[Entries from a dataset]
※ ※ ※

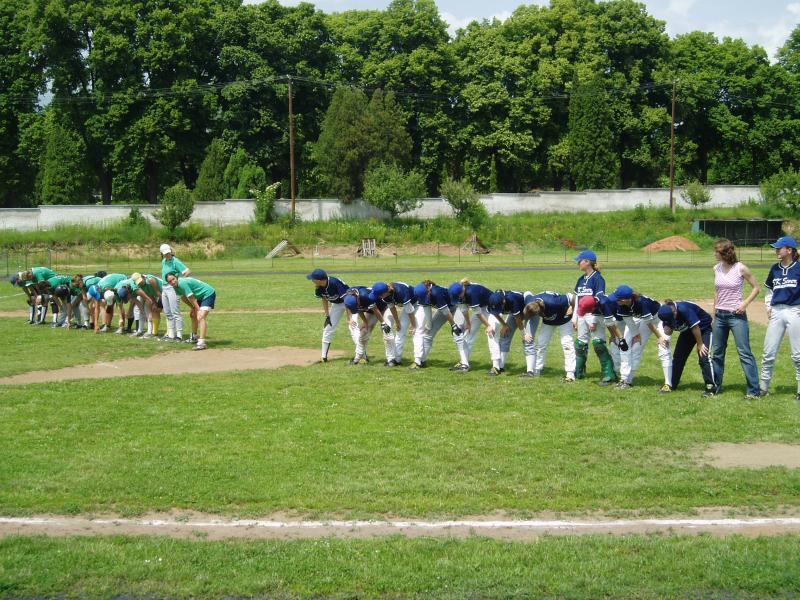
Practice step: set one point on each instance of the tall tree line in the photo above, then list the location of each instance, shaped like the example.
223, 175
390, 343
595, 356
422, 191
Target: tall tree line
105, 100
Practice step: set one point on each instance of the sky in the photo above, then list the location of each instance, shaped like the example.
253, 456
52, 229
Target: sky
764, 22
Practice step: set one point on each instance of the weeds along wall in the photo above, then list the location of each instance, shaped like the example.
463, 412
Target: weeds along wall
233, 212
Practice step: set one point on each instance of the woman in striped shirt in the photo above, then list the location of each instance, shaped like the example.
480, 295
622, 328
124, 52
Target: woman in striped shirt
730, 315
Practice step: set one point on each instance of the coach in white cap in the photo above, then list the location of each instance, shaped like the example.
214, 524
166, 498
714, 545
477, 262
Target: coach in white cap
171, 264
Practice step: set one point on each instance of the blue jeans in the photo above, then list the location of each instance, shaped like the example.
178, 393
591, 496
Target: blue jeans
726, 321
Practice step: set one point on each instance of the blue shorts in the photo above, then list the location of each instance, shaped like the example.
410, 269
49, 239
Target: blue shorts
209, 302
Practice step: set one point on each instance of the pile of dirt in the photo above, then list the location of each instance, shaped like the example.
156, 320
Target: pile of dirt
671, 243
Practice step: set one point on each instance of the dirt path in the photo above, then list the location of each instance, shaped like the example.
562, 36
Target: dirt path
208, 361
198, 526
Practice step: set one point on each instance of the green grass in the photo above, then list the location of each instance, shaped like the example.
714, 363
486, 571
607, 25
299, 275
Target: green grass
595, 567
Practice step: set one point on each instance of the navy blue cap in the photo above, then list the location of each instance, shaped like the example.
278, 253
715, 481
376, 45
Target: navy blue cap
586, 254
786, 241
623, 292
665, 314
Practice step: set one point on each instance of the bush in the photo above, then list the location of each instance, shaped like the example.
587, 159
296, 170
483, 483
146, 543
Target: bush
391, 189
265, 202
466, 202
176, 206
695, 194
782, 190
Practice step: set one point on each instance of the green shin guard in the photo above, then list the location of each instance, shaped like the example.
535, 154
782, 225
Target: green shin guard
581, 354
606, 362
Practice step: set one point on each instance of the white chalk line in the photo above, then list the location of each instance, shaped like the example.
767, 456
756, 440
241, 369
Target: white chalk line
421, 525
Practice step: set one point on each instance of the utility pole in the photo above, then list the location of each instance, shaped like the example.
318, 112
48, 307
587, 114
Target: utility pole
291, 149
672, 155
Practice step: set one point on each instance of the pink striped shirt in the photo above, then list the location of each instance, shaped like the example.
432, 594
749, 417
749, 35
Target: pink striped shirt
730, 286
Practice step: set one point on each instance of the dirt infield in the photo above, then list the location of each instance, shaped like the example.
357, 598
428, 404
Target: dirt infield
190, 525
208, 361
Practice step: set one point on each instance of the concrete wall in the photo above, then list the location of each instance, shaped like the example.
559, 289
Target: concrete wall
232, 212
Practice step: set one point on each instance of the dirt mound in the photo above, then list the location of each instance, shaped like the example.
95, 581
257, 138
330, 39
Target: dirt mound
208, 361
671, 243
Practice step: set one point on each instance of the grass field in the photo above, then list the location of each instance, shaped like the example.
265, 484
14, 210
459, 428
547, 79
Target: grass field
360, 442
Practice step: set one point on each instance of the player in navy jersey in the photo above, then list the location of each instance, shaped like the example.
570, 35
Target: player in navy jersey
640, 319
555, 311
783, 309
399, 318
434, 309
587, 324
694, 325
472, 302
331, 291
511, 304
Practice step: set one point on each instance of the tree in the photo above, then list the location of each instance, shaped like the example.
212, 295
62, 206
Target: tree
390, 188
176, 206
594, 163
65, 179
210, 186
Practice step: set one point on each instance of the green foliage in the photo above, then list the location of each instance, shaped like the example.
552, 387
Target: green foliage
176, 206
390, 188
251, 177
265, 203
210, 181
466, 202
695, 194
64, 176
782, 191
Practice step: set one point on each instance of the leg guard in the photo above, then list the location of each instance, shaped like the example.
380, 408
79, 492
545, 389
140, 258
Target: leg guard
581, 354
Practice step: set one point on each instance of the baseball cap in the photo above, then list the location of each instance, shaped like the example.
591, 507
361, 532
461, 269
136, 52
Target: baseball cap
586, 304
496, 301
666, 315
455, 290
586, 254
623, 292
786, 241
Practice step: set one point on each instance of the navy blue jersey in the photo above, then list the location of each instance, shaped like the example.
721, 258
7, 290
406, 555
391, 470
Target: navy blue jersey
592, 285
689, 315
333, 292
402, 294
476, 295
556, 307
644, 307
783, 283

※ ※ ※

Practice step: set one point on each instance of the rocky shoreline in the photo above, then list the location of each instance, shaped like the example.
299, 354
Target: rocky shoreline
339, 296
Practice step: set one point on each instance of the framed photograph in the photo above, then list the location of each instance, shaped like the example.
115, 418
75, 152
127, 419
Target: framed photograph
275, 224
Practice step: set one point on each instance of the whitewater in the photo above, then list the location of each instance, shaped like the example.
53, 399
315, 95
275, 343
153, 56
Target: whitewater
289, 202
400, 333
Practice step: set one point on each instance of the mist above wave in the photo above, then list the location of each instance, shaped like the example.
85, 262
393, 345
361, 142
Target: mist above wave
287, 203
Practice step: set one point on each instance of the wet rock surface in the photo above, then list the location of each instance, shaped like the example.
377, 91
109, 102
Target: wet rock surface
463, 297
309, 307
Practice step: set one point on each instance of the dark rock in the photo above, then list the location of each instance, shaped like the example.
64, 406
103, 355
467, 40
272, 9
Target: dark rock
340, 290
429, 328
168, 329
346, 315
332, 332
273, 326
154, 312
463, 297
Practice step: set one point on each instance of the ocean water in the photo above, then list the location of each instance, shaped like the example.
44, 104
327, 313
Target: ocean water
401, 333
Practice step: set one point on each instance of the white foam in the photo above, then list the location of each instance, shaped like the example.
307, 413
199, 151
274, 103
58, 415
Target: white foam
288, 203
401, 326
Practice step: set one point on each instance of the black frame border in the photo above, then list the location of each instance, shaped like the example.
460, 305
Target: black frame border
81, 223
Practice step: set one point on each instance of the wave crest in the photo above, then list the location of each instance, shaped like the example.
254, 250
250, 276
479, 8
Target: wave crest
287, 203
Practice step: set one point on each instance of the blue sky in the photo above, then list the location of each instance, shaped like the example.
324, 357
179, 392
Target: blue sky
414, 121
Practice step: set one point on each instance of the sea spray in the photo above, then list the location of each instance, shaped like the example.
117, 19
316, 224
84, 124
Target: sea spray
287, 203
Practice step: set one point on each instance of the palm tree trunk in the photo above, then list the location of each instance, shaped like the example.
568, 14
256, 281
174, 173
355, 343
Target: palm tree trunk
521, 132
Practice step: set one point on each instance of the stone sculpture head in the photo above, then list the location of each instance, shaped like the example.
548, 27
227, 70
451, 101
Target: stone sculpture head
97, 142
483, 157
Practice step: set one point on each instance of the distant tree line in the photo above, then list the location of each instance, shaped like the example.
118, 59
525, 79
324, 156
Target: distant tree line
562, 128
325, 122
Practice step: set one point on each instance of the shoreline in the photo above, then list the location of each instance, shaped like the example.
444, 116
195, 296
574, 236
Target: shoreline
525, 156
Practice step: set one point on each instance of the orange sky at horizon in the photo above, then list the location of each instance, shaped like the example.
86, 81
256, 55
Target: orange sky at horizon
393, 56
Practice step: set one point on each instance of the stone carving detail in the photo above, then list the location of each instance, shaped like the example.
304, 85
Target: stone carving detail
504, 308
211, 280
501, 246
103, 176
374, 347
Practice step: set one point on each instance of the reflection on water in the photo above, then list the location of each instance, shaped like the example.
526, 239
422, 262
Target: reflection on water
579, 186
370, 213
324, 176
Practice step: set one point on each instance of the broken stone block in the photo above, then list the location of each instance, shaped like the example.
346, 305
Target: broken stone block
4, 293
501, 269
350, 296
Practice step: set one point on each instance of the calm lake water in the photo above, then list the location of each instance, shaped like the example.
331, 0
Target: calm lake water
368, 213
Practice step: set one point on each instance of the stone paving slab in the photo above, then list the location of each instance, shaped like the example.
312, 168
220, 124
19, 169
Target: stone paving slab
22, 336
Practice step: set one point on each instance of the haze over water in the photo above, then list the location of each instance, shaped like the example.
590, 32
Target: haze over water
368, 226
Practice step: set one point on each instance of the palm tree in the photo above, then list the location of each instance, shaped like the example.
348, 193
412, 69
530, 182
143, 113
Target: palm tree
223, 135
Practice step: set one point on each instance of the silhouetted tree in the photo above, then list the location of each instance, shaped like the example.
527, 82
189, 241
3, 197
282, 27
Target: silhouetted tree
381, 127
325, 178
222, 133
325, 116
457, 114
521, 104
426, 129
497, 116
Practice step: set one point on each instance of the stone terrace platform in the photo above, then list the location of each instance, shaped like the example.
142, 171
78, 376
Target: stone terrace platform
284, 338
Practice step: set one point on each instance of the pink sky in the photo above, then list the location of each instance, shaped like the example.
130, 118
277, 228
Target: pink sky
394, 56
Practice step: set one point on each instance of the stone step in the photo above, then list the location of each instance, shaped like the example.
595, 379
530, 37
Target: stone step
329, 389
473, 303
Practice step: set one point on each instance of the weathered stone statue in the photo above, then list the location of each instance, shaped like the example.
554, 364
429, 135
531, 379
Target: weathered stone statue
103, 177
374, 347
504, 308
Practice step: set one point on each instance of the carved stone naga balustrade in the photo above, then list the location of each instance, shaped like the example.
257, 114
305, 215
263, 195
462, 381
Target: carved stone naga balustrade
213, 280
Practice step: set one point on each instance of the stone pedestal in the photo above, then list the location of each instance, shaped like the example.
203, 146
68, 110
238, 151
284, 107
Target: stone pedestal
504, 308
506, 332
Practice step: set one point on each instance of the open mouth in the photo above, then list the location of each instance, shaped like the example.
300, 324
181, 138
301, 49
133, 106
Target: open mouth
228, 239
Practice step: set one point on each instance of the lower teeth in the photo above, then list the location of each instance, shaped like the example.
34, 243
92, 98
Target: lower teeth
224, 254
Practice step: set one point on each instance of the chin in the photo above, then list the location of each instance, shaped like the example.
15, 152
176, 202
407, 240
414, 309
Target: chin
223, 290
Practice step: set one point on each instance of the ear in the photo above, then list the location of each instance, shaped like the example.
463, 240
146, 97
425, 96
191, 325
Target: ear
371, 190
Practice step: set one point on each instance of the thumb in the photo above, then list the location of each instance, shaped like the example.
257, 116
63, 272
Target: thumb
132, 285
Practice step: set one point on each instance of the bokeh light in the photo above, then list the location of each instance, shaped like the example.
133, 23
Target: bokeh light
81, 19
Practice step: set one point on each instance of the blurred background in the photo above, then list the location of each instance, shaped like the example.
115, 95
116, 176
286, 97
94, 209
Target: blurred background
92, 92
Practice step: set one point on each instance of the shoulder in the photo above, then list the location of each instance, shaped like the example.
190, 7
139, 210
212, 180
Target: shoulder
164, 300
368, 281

※ ※ ※

[TASK OBJECTIVE]
Collect every line in the records above that contains the string "mouth", treating uppercase and lowercase as different.

[RESPONSE TO THE TASK]
Practice step: set one point on each instance of the open mouth in the photo above, then list the location of each instance, shaped like the example.
Target: open mouth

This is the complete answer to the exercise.